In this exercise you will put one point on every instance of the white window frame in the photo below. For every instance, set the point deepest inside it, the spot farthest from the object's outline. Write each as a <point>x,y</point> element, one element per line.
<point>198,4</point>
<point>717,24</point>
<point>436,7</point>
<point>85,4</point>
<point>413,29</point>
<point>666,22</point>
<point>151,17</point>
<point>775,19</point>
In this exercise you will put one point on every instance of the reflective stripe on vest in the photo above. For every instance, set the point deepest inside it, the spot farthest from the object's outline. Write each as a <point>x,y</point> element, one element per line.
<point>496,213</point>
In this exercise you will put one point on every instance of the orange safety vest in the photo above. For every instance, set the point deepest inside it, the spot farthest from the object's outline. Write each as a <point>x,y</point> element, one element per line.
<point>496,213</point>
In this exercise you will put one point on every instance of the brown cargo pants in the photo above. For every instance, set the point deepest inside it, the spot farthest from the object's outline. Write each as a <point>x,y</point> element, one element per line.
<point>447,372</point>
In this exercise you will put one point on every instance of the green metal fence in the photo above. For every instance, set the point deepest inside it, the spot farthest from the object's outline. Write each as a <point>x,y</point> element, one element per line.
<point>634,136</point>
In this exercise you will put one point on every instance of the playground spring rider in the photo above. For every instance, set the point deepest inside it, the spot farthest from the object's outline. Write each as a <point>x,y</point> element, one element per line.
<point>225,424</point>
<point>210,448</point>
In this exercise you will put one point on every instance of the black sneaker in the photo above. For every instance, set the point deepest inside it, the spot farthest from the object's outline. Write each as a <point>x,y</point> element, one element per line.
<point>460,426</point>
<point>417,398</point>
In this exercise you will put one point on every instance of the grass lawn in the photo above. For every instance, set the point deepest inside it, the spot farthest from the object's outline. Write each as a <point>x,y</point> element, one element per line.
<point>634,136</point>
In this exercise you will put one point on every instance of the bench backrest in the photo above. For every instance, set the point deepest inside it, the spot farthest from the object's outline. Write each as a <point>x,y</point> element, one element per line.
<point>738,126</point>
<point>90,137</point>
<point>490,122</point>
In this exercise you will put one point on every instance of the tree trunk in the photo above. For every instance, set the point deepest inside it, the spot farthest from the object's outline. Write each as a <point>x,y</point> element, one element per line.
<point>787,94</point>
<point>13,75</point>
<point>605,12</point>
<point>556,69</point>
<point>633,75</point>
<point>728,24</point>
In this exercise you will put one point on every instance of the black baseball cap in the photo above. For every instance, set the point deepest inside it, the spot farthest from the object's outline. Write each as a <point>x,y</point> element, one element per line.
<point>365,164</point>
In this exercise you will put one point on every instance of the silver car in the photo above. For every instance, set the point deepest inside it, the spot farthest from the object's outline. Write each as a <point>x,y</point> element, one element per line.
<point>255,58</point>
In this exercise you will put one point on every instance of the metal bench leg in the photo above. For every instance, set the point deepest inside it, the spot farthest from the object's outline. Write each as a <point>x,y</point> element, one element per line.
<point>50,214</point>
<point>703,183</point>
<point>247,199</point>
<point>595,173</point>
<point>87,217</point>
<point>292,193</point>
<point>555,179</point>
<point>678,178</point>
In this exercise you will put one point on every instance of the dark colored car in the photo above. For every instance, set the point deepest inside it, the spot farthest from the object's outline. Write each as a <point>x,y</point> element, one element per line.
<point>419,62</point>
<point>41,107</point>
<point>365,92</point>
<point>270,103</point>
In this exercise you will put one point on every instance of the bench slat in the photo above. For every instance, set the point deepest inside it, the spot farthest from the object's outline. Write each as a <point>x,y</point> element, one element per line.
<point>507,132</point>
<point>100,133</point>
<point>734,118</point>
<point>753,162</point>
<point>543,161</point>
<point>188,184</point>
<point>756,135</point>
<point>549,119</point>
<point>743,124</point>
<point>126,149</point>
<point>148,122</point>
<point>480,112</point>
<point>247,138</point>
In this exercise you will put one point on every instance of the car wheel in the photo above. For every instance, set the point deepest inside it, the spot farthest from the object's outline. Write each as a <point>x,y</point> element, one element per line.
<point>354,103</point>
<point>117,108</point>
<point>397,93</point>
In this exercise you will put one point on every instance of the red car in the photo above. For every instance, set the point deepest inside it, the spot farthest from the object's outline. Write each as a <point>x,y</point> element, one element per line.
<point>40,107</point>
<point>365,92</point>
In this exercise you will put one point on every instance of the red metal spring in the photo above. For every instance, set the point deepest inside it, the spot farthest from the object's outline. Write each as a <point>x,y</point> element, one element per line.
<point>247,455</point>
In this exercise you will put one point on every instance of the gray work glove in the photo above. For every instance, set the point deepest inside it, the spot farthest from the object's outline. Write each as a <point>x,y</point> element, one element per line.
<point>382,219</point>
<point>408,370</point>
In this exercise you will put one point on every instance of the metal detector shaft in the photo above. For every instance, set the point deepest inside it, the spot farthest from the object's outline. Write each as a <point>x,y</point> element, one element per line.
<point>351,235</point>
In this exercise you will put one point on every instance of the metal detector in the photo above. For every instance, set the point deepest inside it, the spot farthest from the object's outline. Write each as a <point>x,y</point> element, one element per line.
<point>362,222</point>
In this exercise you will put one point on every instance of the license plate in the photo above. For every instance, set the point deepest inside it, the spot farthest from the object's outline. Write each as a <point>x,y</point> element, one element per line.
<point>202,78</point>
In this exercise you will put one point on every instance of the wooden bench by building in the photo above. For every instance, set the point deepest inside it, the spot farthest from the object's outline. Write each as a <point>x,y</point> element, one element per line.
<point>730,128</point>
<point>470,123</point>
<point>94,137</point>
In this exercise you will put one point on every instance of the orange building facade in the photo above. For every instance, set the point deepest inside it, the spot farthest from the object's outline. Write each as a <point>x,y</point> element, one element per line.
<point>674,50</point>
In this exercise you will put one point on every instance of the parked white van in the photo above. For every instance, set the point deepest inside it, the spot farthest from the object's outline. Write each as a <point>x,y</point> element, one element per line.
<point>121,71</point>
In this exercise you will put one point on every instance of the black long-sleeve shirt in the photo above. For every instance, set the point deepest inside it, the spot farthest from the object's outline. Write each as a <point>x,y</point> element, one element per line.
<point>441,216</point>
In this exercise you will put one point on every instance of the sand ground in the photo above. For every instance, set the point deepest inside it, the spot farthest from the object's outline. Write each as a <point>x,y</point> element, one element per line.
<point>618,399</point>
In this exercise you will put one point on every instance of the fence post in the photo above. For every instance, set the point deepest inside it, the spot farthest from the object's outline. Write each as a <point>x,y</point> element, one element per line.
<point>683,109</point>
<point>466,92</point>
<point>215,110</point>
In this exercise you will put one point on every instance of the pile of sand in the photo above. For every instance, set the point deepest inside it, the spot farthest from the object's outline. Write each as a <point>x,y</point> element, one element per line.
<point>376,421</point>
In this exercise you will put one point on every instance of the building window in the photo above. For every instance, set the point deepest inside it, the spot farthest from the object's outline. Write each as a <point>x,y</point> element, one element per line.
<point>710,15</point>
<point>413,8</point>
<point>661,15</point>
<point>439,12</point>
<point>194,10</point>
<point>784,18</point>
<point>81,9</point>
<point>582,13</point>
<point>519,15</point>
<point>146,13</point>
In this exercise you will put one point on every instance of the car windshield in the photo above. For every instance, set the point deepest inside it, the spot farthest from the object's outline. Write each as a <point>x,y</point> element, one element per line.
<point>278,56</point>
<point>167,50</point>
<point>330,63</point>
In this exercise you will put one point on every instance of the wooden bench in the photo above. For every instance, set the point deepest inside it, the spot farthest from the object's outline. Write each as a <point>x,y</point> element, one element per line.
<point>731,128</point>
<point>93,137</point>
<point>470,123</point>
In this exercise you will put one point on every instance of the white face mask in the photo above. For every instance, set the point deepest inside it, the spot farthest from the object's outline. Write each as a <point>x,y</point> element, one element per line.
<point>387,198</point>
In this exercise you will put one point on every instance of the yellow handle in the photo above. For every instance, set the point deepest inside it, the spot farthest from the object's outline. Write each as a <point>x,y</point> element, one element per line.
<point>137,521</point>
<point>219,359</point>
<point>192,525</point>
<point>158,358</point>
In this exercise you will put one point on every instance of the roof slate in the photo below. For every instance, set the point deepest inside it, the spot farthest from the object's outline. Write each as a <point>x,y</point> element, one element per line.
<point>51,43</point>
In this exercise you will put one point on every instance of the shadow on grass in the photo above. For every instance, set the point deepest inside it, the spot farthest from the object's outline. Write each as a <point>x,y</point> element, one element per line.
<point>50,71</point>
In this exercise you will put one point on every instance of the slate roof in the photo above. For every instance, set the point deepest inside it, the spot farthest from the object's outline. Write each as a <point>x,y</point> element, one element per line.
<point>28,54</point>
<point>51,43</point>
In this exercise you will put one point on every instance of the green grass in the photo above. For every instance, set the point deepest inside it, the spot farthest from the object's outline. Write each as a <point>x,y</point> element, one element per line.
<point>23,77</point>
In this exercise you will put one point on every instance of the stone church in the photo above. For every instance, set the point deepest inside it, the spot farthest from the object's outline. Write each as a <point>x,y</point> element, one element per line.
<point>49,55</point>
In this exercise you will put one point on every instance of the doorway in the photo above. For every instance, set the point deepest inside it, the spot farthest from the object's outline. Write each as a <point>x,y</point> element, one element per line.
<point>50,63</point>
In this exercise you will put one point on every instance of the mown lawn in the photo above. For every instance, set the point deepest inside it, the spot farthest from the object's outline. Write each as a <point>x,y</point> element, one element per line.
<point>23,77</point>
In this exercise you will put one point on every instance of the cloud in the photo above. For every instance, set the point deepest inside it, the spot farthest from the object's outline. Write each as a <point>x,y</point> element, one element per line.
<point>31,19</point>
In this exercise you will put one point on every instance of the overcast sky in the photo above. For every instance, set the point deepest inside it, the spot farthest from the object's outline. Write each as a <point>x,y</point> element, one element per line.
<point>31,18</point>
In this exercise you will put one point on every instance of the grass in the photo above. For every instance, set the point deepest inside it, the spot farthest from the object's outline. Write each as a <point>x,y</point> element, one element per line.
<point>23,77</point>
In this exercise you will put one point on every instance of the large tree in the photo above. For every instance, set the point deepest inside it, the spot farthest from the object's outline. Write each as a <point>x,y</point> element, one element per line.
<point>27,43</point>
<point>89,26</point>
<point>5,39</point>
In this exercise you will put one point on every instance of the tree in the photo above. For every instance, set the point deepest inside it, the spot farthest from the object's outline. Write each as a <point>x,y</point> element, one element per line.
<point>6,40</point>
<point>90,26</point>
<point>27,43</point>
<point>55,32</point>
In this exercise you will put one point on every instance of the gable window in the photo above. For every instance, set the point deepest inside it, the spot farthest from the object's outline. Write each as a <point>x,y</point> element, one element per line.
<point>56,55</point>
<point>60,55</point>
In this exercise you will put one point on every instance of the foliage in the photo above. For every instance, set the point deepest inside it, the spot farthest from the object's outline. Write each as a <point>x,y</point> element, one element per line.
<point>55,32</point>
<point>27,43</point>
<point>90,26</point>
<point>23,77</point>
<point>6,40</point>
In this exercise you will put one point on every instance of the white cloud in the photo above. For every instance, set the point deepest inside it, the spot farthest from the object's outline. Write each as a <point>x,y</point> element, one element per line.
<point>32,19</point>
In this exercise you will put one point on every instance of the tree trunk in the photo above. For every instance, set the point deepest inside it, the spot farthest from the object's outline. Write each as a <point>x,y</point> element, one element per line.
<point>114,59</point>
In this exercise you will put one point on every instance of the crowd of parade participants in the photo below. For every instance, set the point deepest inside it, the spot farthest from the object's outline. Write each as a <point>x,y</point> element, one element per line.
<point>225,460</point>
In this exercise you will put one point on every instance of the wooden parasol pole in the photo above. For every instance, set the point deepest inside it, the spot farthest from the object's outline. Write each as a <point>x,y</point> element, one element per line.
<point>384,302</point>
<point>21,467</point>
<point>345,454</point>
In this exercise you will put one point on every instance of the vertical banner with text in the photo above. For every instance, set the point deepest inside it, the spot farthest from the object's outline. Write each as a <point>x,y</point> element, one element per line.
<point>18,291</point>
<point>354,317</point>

* **What is expected**: Each line from the one containing "of the vertical" through the end of the listing above should be copied exactly, with no other line included.

* **Your solution**:
In this exercise you will put one point on every instance of the vertical banner with text in the photo above. For every instance, set the point deepest inside it, the spot farthest from the object's outline. Write each as a <point>x,y</point> element, one element per line.
<point>18,291</point>
<point>354,317</point>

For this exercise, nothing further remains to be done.